# Short task
Please give back the text of every entry below line for line, without changing anything, and leave the pictures out.

# Supplied data

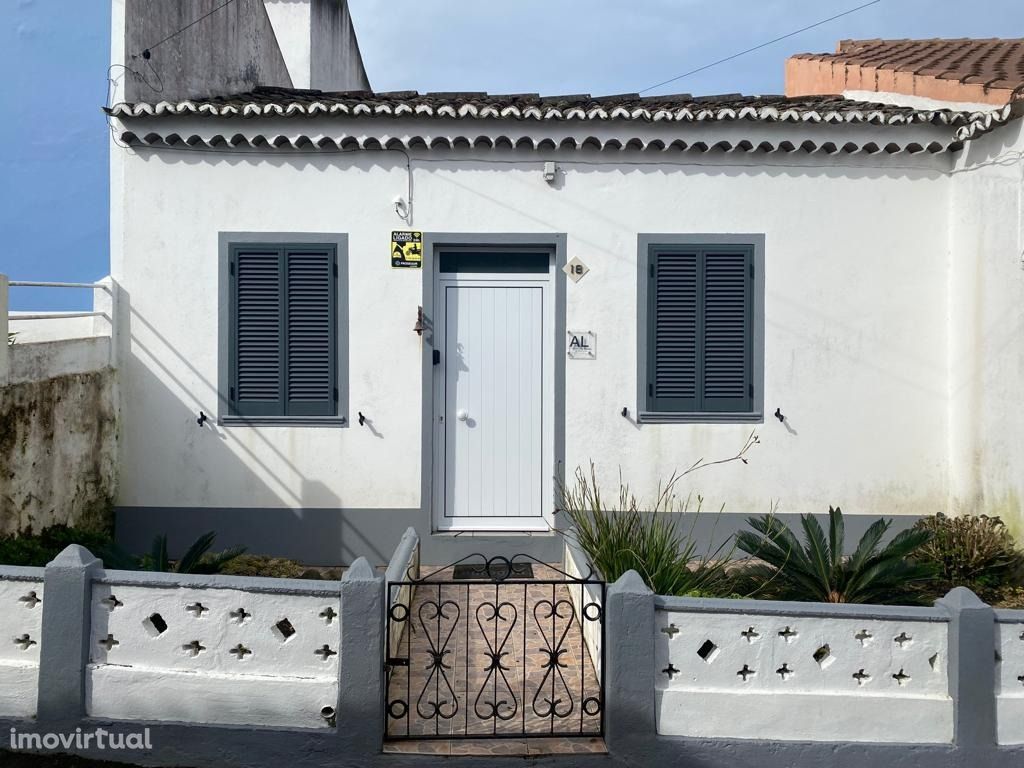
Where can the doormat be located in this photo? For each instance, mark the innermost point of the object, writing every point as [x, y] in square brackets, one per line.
[499, 571]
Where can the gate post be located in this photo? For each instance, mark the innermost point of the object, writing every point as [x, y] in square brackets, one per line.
[360, 694]
[629, 678]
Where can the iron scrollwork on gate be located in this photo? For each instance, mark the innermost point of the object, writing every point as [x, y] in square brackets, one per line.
[499, 647]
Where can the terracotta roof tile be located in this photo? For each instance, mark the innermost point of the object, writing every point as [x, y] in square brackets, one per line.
[995, 62]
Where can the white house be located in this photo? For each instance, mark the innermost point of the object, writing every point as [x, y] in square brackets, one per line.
[638, 283]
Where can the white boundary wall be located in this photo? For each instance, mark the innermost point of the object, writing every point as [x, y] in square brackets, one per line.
[802, 672]
[233, 656]
[20, 634]
[1010, 676]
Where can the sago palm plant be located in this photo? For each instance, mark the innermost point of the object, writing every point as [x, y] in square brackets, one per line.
[817, 570]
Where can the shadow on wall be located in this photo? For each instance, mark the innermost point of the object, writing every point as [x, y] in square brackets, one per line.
[202, 460]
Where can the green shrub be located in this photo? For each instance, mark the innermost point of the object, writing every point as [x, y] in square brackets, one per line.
[816, 569]
[648, 539]
[38, 549]
[260, 565]
[977, 552]
[199, 558]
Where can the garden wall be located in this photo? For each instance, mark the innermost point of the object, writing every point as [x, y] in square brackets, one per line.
[230, 671]
[752, 669]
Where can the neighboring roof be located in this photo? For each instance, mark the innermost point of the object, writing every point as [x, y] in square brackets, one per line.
[683, 108]
[981, 71]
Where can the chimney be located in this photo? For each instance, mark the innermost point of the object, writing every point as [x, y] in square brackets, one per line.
[317, 40]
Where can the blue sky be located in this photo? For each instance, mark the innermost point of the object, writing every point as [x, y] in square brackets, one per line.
[53, 155]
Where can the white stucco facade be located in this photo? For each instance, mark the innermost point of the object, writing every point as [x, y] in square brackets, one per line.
[986, 356]
[857, 328]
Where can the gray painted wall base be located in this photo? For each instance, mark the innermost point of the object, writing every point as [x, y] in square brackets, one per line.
[338, 537]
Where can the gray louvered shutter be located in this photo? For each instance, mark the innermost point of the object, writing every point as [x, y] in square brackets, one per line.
[699, 331]
[310, 339]
[257, 385]
[727, 332]
[673, 314]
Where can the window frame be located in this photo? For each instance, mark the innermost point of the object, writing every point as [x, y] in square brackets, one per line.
[647, 246]
[227, 243]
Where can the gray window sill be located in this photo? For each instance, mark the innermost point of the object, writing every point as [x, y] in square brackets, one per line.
[283, 421]
[647, 417]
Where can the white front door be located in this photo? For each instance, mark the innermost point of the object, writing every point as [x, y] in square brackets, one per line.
[492, 413]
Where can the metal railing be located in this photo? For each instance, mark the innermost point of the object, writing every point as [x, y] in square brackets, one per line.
[104, 303]
[57, 314]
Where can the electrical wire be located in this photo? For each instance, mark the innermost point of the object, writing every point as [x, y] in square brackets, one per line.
[762, 45]
[146, 51]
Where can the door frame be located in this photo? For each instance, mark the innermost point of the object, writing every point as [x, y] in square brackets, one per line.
[432, 463]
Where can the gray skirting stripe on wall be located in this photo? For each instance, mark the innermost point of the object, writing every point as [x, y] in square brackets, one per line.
[337, 537]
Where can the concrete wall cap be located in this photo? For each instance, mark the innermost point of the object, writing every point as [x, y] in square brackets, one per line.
[631, 583]
[960, 598]
[360, 570]
[75, 556]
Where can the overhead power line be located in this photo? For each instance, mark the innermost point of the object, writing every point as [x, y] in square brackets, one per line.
[146, 51]
[762, 45]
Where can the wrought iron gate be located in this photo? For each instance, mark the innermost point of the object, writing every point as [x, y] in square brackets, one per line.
[495, 648]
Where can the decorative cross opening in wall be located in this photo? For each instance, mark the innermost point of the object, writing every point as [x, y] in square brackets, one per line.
[901, 678]
[156, 624]
[285, 628]
[241, 615]
[240, 651]
[823, 656]
[708, 651]
[112, 602]
[326, 652]
[195, 647]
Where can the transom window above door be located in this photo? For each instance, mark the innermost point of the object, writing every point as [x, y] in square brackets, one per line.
[700, 329]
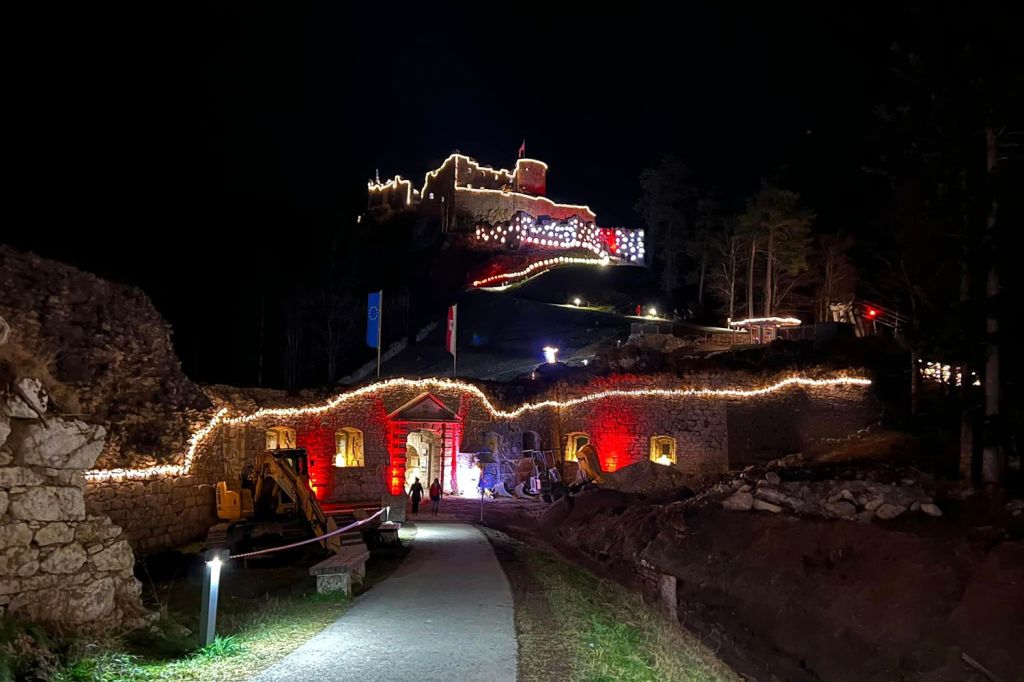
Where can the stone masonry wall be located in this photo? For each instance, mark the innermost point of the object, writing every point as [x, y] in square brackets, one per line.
[712, 435]
[104, 353]
[58, 563]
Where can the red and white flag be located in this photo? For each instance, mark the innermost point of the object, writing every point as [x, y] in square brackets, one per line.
[450, 333]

# Solution
Where can the doormat be located in this photo? For each instance, mark the innermost point of the object, writing every point as [x, y] in square brackets, one per line.
[499, 571]
Where can the gate post be located in this photo? For each instance, mark the innermost point of the object, writing every point as [x, y] in square brackets, one per line.
[360, 694]
[629, 678]
Where can the iron scrollwork on gate be located in this photo? For each instance, mark the innermost point of the object, writing every point as [x, y] in square brackets, one per line.
[499, 647]
Where can the terracotta roof tile be located in this photo? For each instance, mark the innermost point of the object, writing every point as [x, y] in square brackets, one per line.
[995, 62]
Where can the white house be located in this photo? For each instance, mark the innermost point of the object, writing every point as [x, y] in square brackets, one per line.
[638, 283]
Where can the white boundary wall be located in this photo? For each instance, mark the innermost point of the object, writing every point as [x, y] in square brackets, one per line.
[802, 672]
[233, 656]
[20, 634]
[1010, 676]
Where can the sago palm plant be located in this photo? For each instance, mark the innermost point of the object, writing every point as [x, y] in square brackets, one per line.
[817, 570]
Where can the shadow on wall be located in this photo? For each instance, mark the innermost point of the object, writing every point as [x, y] in square brackets, one per line.
[202, 460]
Where can the green shrub be located in this photo? For each instance, mark the innermost point of the object, writing every point as [x, y] in square brackets, one per line.
[816, 569]
[648, 539]
[38, 549]
[260, 565]
[977, 552]
[199, 558]
Where can the garden wall be located in this photo? For each instance, mark the innermost point of the object, writing every point as [x, y] in square brackets, one per line.
[230, 671]
[752, 669]
Where can the neighboring roof be located in this photo? For each instance, mark the innermost point of the object, writing every point as [x, y] in square brackets, one per line.
[683, 108]
[981, 71]
Where can the chimney be located in this photo? For each instance, mark the innermost point of the object, writing every point as [x, y] in square brackets, one per line.
[317, 40]
Where can the blue sky be located in this photo? For each instance, mark the innermost point of the object, writing every point as [x, y] in square brackets, one per line.
[53, 155]
Where can the white stucco facade be located in this photo? For each instance, mark the innermost point of the object, writing every point as [x, y] in square brackets, one per line.
[986, 356]
[857, 328]
Where can the gray painted wall base be located in this photo? For each instance, mark the innermost point of the object, writing every point as [x, y] in square brackets, one per line.
[338, 537]
Where can the gray louvered shutter be located in this photo? For each instance, mark the innermost point of the object, writing every point as [x, y] in square brackets, one per line.
[699, 331]
[310, 339]
[257, 385]
[727, 332]
[673, 314]
Where can the window frame be located in this photo? For each instance, mark the innermost point of the object, writing every point as [x, y] in square brackets, one per line.
[647, 246]
[227, 243]
Where can the gray window sill be located in this photo? For each instance, mark the innermost point of the object, writing every point as [x, y] in square brackets, one per line.
[283, 421]
[647, 417]
Where can the white front door be located in this photo? For each instance, mark the innermost point of the object, writing every point as [x, y] in square brackets, one per line.
[492, 413]
Where can the metal railing be located in this photo? For each instance, mark the innermost point of the object, writing every point as [x, y] in square brackets, one per line.
[104, 303]
[57, 314]
Where can the electrical wire be located in this photo? For each instance, mark the innermost point of the object, writing every point as [x, y] in square brackets, one per line.
[762, 45]
[146, 51]
Where can the door frame be located in this photo? For each instance, mark the innermost point of the object, writing every point as [x, y] in square brackets, one per line.
[432, 463]
Where can the gray skirting stripe on wall be located in this photo? For each instance, mark the innermost point of the object, writing every point as [x, y] in square brackets, one per line.
[337, 537]
Where can the concrete wall cap be located in this photo? For each instance, mark the innermost point of the object, writing every point as [x, y] in square brackets, one per line.
[631, 583]
[960, 598]
[360, 570]
[75, 556]
Where can the overhead power line be located in this photo? For each instance, mark the innermost point of the object, writing every point as [x, y] in square brackets, one per line.
[146, 51]
[762, 45]
Where can the wrought iron gate be located in this photo? For each instance, mark the innermost point of the object, writing every point as [x, y] in square brackets, one per line.
[495, 648]
Where can the decorative cross opening in wall be located in this photo? For each instance, mark the innermost point of the object, writing every point as [x, y] in square brackets, one per line.
[901, 678]
[156, 624]
[285, 628]
[241, 615]
[240, 651]
[823, 656]
[708, 651]
[112, 602]
[326, 652]
[195, 647]
Where can the transom window above door be located in this photo? For each instance, mark the innermost point of the object, writing every point as [x, y] in square brackets, one per line.
[700, 329]
Where can the stone masonry wall be located in this photo? For each instance, mark the innermost point of the object, writing every point as [x, y] in square brackets, one per line.
[712, 435]
[104, 353]
[58, 563]
Where can the red and white flag be located in this photo? For each instance, mark the innermost point of the object, writing every point as [x, y] in square brackets, one per line.
[450, 333]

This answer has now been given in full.